* Page text
Shaman's Crossing, Forest Mage, Renegade's Magic (by Robin Hobb)
Robin Hobb is still one of my must-buy authors; this trilogy doesn't impress me quite as much as the Liveship Traders series, but it one, tells an interesting story about the clash of two cultures, and two, made me think quite a lot about the things I didn't like about it (it's going to be hard to talk about them without some spoilers). The first book is a fairly straightforward underdog coming-of-age and going-to-school story with a strong helping of doom. The second book is pretty much All Doom All The Time, and the third book is How Could It Possibly Not All End In Disaster, except then there's a bit of a deus ex machina and it doesn't. The main character(s) is a very flawed one; he's split fairly early (though it's not totally clear until later) into two parts - the one that thinks and doesn't act, and the one that acts without thinking. Neither of these archetypes is a very satisfying main character; the second book was the most frustrating, because it's filled with Nevare angsting without really doing anything. And the repetition over and over of "Why aren't you doing what the magic wants to save the day?" "I don't know what the magic wants, it won't tell me!" "That's just because you're not listening to it!" was particularly unhelpful. The final deus ex machina turns out to be what the magic wanted, so it's not an *unfair* resolution, but it does mean all the things Nevare has been deliberately trying to do one way or another are mostly moot as far as the big plot goes. On the other hand, his personal resolution is about making a life for himself that *isn't* part of the big plot: his win is not that he resolved the arc plot, but that he manages to preserve some of the people he cares about despite being used as a tool by the arc plot. On the good side, even when the story is at its most frustrating and nothing-is-happening, it's never boring. Hobb does a remarkable job at both changing characters in an organic way and changing the reader's perception of the character, often independently of how Nevare perceives them. (Nitwit or clever free thinker? Honorable man, or self-righteous prig, or man bent by forces beyond his control?) Four stars for the series, though only three for the middle book.

* Recorded information
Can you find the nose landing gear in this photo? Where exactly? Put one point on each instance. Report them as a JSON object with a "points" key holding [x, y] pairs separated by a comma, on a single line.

* Instructions
A. In the review, how many stars does the middle book of the trilogy get?
B. Name every book title listed in the header of the review.
The listing has nothing to do with this work.

* Solutions below
A. Three stars.

B. Shaman's Crossing, Forest Mage, Renegade's Magic